_DIRECTIONS FOR THIS TASK_
Can you rewrite the passage on outdoor safety from "The bad news: On" to "live through it.", swapping "outdoor" for "wilderness"?

The bad news: On any given outdoor expedition, you are your own worst enemy. The good news: If you are prepared, which this book helps you achieve, you might just live through it.

As MeatEater host and experienced outdoorsman Rinella notes, there are countless dangers attendant in going into mountains, woods, or deserts; he quotes journalist Wes Siler: “People have always managed to find stupid ways to die.” Avoiding stupid mistakes is the overarching point of Rinella’s latest book, full of provocative and helpful advice. One stupid way to die is not to have the proper equipment. There’s a complication built into the question, given that when humping gear into the outdoors, weight is always an issue. The author’s answer? “Build your gear list by prioritizing safety.” That entails having some means of communication, water, food, and shelter foremost and then adding on “extra shit.” As to that, he notes gravely, “a National Park Service geologist recently estimated that as much as 215,000 pounds of feces has been tossed haphazardly into crevasses along the climbing route on Denali National Park’s Kahiltna Glacier, where climbers melt snow for drinking water.” Ingesting fecal matter is a quick route to sickness, and Rinella adds, there are plenty of outdoorspeople who have no idea of how to keep their bodily wastes from ruining the scenery or poisoning the water supply. Throughout, the author provides precise information about wilderness first aid, ranging from irrigating wounds to applying arterial pressure to keeping someone experiencing a heart attack (a common event outdoors, given that so many people overexert without previous conditioning) alive. Some takeaways: Keep your crotch dry, don’t pitch a tent under a dead tree limb, walk side-hill across mountains, and “do not enter a marsh or swamp in flip-flops, and think twice before entering in strap-on sandals such as Tevas or Chacos.”

_LISTED ENTRIES_
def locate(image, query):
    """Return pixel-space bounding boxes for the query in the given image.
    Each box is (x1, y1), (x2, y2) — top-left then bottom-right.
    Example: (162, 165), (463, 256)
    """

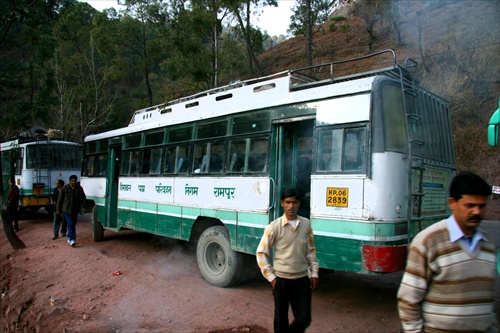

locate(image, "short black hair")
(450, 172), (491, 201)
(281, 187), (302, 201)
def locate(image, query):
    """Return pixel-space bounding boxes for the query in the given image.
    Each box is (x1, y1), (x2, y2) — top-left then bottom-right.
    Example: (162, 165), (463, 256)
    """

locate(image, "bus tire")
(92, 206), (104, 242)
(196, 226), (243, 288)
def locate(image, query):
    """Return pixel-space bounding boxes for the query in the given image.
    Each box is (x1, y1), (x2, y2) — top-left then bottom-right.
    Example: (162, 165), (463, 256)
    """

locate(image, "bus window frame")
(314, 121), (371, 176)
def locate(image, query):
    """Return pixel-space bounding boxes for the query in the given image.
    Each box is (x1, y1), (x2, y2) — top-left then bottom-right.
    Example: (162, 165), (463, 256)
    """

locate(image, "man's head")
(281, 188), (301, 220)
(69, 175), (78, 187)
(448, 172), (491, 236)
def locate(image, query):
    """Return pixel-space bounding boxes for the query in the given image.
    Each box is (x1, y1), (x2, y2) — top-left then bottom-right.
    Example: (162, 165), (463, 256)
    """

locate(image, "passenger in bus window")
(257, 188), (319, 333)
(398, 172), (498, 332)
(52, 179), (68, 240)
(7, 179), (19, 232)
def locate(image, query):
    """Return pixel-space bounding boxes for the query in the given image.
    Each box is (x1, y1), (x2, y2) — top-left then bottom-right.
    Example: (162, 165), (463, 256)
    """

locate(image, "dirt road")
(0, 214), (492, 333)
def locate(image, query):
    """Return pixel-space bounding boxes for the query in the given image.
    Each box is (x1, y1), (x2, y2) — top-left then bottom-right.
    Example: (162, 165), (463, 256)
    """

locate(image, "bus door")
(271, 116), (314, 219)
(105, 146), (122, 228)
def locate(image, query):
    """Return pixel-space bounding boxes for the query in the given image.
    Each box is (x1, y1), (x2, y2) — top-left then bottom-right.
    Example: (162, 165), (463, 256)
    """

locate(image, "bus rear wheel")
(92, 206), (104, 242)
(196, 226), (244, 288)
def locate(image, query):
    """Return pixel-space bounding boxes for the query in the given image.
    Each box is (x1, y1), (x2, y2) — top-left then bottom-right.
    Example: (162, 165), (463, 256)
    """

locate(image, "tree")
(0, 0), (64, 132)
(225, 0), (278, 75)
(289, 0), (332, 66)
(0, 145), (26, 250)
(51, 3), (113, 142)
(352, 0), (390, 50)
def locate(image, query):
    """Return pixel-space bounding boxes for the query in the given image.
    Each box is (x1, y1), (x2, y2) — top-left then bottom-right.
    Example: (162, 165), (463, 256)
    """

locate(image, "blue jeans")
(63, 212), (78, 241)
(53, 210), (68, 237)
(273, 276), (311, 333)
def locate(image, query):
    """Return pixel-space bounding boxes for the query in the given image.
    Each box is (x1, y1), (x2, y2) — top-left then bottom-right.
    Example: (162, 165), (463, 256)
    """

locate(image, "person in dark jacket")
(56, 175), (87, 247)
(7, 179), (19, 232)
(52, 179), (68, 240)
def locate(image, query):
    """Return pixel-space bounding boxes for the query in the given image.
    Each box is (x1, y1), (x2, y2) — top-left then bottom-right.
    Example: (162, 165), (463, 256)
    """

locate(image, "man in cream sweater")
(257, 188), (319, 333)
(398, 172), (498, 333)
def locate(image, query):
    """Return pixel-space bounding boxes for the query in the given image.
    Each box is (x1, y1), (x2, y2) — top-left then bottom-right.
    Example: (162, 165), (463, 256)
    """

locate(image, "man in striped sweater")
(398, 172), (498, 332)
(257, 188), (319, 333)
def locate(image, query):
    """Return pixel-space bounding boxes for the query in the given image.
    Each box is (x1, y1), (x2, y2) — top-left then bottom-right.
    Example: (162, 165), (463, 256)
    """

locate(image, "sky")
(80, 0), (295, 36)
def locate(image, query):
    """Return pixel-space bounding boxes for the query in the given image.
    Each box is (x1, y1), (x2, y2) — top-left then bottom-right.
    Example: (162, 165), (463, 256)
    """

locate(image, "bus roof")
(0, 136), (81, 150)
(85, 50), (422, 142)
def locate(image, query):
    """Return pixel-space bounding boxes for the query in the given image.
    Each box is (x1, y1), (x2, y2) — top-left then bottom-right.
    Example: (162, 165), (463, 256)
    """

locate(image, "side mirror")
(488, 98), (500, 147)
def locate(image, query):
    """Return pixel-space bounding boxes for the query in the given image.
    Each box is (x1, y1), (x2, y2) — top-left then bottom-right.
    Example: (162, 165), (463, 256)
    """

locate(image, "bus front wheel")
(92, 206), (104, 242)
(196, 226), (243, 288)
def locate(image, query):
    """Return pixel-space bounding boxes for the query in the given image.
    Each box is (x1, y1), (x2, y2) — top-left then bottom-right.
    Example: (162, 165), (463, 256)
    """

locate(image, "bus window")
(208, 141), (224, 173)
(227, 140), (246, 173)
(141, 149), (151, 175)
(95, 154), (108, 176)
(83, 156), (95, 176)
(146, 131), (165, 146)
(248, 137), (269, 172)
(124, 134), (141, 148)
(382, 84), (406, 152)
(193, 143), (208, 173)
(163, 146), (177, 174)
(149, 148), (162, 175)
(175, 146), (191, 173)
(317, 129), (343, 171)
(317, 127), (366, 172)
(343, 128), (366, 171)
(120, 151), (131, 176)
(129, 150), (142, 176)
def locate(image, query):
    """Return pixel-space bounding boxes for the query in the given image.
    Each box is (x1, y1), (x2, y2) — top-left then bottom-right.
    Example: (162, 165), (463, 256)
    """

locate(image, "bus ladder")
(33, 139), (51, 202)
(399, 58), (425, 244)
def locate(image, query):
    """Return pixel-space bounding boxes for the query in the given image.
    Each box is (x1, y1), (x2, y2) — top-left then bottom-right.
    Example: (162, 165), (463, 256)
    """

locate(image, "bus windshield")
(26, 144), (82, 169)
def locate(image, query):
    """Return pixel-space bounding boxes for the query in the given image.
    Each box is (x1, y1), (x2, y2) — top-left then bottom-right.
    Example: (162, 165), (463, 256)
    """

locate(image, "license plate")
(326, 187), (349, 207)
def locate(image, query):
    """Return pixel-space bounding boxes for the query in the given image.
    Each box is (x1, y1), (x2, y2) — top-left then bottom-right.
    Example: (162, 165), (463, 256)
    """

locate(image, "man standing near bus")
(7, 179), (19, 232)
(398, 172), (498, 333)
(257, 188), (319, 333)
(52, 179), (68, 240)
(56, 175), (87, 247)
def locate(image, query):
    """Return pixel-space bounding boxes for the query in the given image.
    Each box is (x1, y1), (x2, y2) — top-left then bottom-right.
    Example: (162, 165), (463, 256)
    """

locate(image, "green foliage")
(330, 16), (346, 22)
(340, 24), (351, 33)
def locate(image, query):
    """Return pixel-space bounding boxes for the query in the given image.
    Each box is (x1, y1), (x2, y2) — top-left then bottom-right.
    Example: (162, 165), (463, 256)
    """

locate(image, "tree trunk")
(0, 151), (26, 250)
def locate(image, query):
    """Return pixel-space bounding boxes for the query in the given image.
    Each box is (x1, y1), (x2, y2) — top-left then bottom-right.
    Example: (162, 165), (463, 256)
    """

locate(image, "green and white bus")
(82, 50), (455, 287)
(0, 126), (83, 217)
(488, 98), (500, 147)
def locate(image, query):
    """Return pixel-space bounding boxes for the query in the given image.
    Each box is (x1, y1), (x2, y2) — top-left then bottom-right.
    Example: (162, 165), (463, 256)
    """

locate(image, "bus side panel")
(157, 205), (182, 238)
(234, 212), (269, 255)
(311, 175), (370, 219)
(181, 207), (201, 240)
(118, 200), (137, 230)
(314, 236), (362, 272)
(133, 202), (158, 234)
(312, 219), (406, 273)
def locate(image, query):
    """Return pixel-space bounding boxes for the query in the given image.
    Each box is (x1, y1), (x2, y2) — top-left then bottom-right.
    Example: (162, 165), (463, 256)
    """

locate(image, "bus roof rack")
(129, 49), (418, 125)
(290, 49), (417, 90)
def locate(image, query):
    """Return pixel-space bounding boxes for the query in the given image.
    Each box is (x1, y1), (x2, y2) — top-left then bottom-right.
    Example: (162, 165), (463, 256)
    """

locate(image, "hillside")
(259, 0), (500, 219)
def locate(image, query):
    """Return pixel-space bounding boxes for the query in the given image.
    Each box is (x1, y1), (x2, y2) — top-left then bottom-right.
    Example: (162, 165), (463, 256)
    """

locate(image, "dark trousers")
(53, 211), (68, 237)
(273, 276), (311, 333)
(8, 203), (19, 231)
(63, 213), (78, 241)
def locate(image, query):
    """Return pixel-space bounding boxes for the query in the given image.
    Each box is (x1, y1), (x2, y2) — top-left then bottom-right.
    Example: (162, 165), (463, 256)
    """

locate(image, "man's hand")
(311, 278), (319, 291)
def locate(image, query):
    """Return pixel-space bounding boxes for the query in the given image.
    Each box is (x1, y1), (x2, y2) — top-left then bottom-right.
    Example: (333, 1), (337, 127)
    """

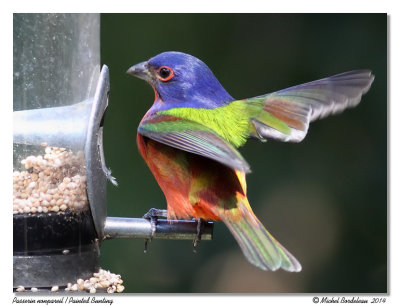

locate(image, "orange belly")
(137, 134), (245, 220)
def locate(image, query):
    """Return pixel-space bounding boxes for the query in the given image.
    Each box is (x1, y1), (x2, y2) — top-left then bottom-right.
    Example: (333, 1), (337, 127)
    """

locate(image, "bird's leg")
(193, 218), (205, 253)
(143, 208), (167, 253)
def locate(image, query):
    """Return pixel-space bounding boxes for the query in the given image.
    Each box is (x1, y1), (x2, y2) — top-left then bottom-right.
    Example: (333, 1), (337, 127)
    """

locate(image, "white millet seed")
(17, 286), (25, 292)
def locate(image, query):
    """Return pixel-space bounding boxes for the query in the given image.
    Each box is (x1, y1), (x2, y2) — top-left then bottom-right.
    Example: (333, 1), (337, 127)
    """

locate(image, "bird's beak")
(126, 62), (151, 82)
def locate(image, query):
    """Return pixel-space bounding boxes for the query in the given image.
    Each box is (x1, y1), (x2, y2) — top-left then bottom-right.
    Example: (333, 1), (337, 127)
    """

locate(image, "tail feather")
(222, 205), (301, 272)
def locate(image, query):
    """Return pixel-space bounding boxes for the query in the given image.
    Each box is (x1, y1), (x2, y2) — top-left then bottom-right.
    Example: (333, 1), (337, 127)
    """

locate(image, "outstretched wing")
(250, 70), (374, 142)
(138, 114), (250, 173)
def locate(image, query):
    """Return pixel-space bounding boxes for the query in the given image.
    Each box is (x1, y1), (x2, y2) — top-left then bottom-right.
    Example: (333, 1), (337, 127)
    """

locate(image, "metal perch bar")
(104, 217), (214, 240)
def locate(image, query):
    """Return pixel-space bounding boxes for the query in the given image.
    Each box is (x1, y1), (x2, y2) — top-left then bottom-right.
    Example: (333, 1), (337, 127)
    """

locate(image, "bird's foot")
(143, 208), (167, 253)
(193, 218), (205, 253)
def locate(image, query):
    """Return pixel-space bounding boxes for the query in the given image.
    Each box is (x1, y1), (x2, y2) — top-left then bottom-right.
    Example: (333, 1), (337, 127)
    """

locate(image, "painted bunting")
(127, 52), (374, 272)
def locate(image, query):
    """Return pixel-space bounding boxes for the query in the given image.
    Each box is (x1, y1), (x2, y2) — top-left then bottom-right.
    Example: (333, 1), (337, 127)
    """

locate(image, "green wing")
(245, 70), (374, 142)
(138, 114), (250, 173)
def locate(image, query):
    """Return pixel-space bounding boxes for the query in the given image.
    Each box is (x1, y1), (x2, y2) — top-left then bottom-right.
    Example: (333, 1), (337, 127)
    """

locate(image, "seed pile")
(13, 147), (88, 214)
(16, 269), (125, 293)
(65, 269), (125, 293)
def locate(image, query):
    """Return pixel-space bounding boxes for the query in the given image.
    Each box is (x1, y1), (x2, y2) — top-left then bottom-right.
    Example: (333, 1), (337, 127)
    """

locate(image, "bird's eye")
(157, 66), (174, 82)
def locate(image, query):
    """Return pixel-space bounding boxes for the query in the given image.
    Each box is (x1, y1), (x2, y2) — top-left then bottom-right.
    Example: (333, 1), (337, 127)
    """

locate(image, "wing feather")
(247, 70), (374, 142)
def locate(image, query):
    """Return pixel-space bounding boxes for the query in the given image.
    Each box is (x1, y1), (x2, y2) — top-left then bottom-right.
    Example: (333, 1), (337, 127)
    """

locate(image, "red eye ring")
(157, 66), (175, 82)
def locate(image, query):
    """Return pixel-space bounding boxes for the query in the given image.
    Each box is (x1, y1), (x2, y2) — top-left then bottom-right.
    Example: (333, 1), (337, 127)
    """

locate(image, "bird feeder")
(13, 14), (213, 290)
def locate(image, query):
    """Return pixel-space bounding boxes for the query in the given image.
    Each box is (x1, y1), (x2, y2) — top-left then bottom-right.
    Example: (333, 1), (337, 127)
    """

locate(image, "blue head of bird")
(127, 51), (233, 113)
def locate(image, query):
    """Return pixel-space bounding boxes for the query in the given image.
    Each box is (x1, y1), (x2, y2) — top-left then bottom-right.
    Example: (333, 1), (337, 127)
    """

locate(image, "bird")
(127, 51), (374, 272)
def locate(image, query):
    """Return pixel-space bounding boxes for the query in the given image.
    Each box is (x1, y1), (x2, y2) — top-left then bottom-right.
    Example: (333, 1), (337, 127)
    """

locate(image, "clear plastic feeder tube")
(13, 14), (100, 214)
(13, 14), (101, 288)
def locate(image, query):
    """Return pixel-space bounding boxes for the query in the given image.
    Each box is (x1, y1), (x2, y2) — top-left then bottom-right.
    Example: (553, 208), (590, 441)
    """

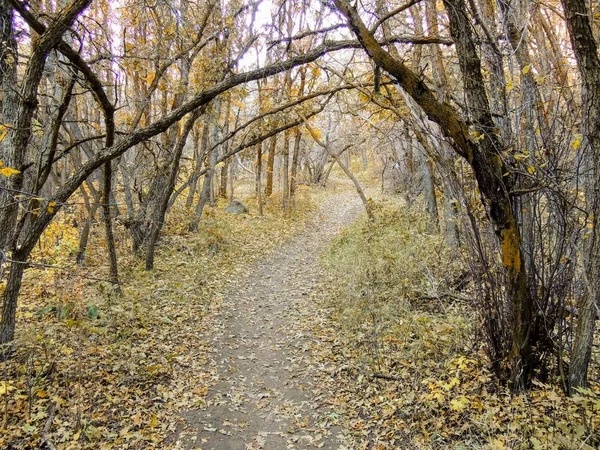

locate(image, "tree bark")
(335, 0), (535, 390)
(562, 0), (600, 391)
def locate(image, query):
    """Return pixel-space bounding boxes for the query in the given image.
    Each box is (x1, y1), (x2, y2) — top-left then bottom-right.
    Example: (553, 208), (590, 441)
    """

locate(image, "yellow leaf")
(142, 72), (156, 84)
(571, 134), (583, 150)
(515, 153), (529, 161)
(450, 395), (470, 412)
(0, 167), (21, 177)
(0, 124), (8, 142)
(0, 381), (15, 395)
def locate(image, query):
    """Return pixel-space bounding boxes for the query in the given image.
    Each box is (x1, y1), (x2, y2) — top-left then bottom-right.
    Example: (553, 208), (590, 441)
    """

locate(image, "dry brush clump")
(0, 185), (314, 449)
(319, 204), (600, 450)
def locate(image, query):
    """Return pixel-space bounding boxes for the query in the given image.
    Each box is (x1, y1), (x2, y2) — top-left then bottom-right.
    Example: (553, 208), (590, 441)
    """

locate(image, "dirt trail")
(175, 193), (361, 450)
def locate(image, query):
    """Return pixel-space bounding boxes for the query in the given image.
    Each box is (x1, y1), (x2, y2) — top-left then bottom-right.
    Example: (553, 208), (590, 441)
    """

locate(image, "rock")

_THE SOLUTION_
The bad news: On any given wilderness expedition, you are your own worst enemy. The good news: If you are prepared, which this book helps you achieve, you might just live through it.